===== The data =====

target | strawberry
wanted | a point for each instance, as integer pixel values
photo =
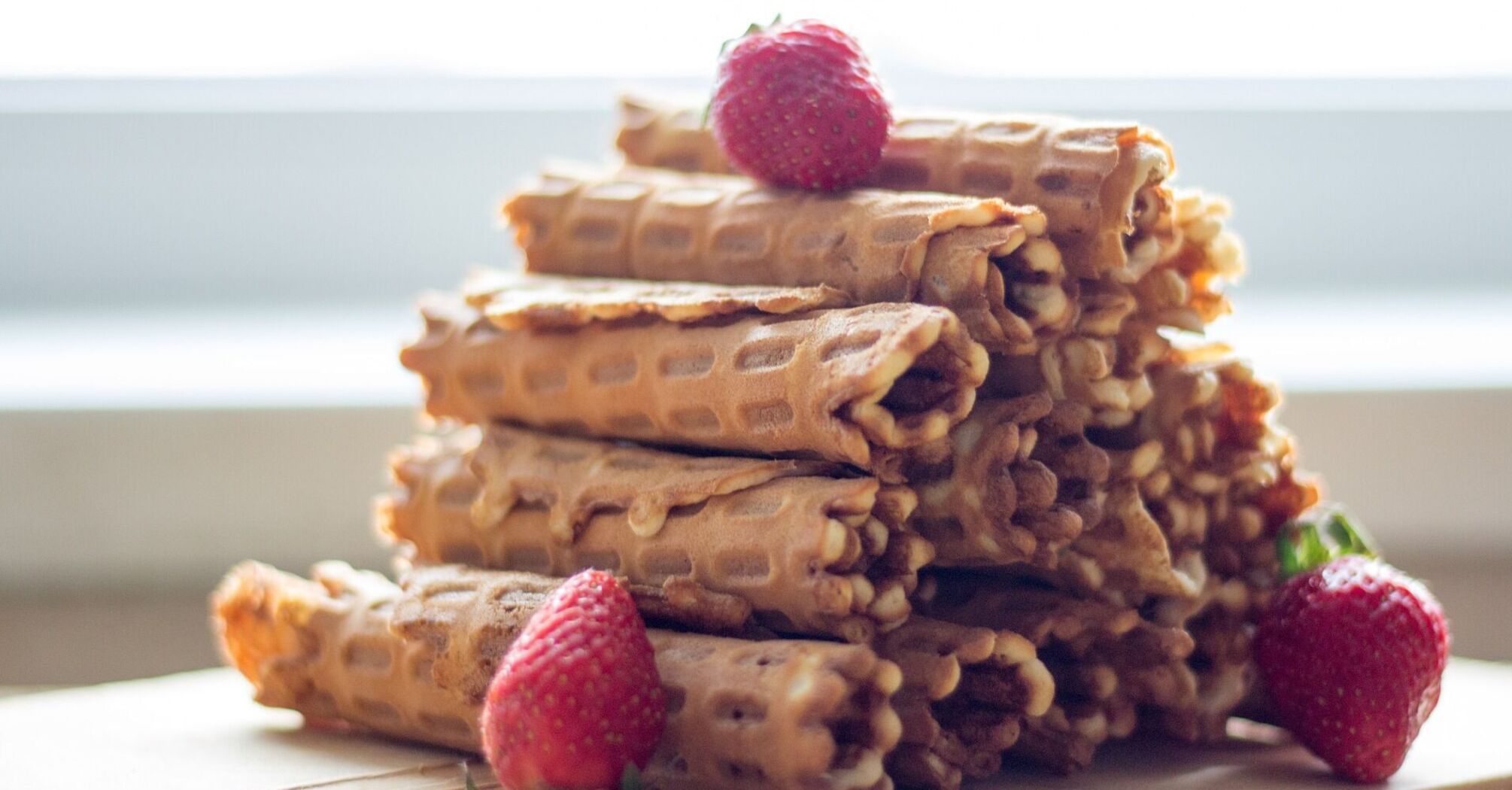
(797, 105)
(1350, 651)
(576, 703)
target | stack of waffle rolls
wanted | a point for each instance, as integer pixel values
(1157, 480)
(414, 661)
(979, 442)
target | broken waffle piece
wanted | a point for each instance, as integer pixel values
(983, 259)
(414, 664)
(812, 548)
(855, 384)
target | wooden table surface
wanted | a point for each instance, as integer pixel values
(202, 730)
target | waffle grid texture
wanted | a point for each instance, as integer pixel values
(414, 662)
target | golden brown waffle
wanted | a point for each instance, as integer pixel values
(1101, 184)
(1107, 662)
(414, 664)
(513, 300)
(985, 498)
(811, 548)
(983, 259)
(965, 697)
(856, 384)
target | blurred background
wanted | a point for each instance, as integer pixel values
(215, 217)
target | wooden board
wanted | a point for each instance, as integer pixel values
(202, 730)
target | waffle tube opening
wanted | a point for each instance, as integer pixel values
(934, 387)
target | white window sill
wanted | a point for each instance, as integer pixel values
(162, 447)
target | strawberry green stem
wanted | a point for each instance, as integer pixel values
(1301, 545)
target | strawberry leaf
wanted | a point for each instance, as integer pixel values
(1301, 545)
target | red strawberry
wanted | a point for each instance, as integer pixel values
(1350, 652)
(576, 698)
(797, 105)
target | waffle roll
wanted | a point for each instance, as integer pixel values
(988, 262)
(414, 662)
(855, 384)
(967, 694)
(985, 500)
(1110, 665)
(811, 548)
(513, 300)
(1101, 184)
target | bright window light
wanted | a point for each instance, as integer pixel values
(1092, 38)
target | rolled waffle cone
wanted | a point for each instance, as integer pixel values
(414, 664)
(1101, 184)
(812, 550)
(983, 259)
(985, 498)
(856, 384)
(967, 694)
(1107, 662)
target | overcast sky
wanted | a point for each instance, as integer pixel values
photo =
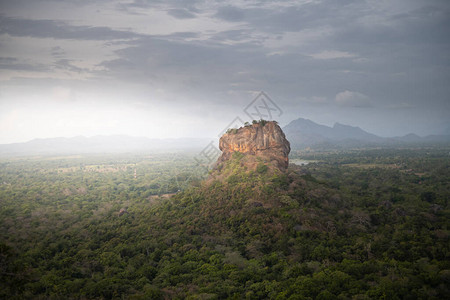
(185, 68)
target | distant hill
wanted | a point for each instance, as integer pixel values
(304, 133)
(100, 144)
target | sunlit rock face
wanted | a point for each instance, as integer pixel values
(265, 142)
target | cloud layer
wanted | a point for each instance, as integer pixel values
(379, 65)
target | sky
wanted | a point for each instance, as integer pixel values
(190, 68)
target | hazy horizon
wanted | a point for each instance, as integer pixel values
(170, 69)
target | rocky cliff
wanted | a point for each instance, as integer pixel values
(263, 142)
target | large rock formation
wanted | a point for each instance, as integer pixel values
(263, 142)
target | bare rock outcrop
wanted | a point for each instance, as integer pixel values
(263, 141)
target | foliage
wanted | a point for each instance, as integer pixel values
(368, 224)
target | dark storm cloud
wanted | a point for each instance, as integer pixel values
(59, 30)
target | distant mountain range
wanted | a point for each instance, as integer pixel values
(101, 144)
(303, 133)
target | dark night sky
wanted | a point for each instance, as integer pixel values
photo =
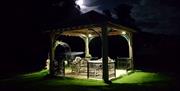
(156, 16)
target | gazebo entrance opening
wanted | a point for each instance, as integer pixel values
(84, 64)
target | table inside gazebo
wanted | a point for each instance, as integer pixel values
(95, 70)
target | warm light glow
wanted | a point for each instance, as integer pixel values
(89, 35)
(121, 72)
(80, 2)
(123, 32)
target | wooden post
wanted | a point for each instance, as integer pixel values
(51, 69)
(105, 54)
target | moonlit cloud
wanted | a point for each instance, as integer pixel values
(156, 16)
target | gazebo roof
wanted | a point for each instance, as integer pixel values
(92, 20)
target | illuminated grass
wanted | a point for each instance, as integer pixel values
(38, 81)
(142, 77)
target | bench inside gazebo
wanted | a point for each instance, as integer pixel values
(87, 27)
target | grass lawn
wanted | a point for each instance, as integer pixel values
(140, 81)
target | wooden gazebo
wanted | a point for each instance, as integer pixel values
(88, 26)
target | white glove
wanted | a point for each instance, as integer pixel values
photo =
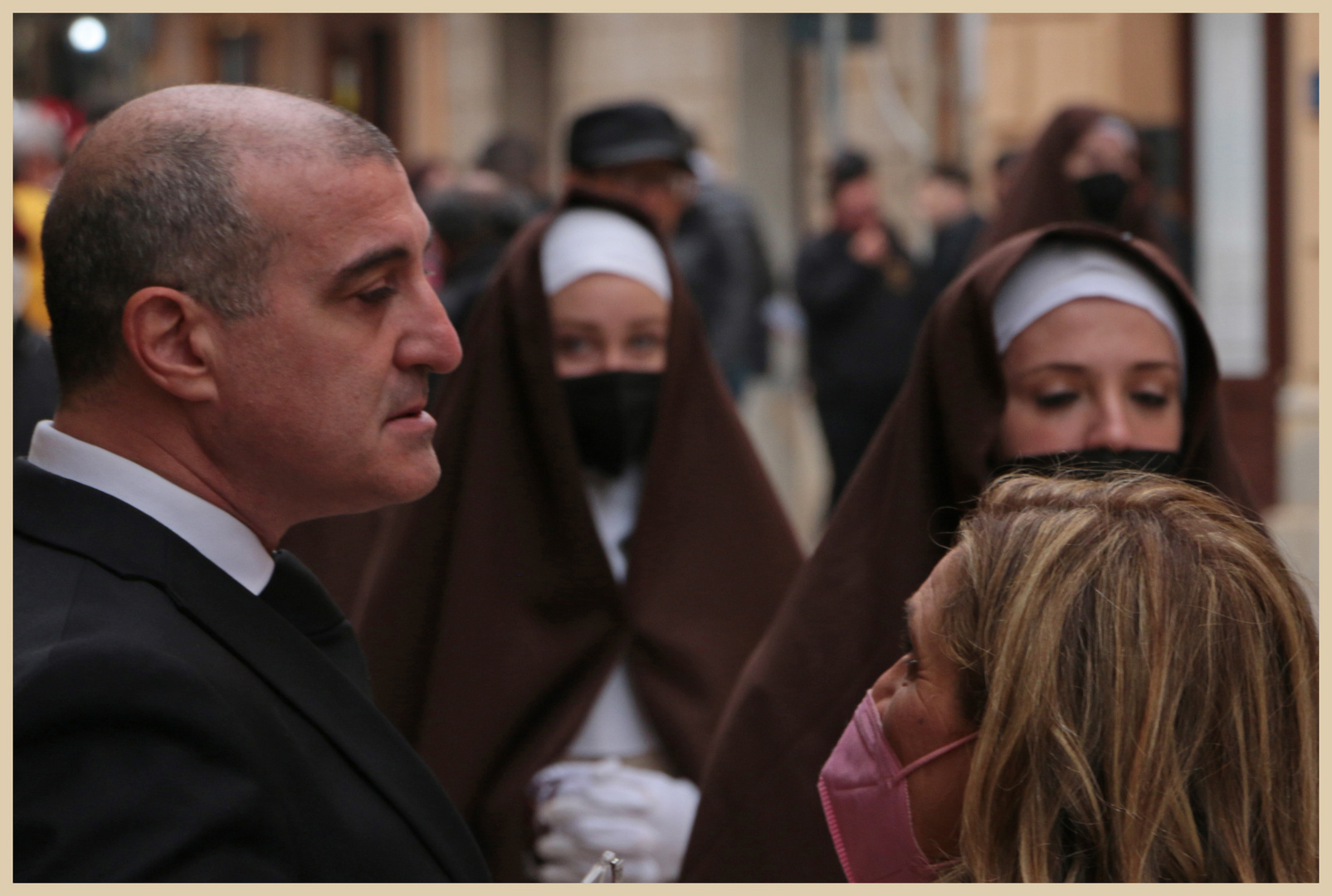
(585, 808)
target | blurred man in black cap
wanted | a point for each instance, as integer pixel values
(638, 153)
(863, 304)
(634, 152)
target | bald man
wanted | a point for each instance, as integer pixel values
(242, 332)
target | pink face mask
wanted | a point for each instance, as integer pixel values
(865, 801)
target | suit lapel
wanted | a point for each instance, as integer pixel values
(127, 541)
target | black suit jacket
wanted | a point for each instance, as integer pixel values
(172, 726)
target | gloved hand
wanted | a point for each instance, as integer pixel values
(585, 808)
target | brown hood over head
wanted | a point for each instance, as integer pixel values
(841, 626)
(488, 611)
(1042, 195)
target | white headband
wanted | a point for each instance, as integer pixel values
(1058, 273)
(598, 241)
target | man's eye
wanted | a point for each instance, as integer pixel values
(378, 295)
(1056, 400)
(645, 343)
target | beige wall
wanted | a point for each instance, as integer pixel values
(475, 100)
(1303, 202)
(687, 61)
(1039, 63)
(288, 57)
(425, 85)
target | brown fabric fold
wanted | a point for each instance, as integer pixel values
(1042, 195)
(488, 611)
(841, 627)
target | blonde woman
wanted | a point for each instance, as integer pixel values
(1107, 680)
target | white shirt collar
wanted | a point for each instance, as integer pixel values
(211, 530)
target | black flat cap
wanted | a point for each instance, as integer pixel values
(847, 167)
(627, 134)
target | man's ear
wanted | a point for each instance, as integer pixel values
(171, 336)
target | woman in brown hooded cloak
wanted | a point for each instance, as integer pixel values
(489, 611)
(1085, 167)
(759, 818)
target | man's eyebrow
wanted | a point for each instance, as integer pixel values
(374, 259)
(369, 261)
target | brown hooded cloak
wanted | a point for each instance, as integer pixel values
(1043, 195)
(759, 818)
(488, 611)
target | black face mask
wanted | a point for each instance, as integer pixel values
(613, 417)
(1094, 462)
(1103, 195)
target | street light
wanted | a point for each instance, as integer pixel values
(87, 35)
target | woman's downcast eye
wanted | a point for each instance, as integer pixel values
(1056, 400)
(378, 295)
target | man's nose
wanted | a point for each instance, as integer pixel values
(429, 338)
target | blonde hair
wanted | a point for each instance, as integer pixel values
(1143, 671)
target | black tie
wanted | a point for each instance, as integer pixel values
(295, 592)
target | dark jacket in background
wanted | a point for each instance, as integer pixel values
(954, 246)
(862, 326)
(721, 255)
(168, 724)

=====

-- Assignment --
Throughout the data, tally the lines that hold the string "mask" and report the tally alone.

-- Solution for this task --
2